Records to use:
---
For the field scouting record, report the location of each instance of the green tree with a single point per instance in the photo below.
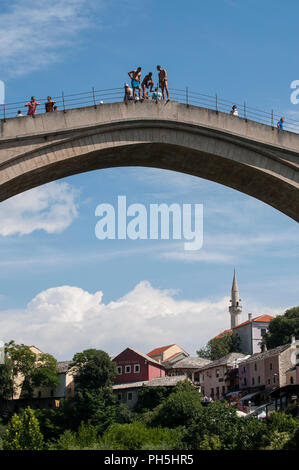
(150, 397)
(181, 408)
(219, 419)
(137, 436)
(37, 370)
(6, 379)
(220, 347)
(282, 327)
(23, 433)
(92, 369)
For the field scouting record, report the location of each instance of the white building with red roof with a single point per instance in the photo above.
(251, 331)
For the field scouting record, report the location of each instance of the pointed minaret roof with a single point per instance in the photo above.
(235, 309)
(235, 288)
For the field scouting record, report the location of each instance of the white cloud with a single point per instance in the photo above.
(201, 256)
(66, 319)
(34, 33)
(51, 208)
---
Problem description:
Copy the entries exactly. Leave the pictures out.

The completed task:
For the field scouting record, report the location of each instance of the green tree with a single point per instance in the photo below.
(150, 397)
(181, 408)
(219, 419)
(137, 436)
(37, 370)
(6, 379)
(220, 347)
(282, 327)
(23, 433)
(92, 369)
For the field scouting record, report the location of each instance of the white building with red roof with a single point per instance in the photo above.
(251, 331)
For the field scouting record, report the location of each instance of the pointed minaret roof with a single point per instance in the photo above.
(235, 309)
(235, 288)
For the field scouting record, report the location of each instance of the white cloud with a single point per instance in the photo above.
(201, 256)
(66, 319)
(34, 33)
(51, 208)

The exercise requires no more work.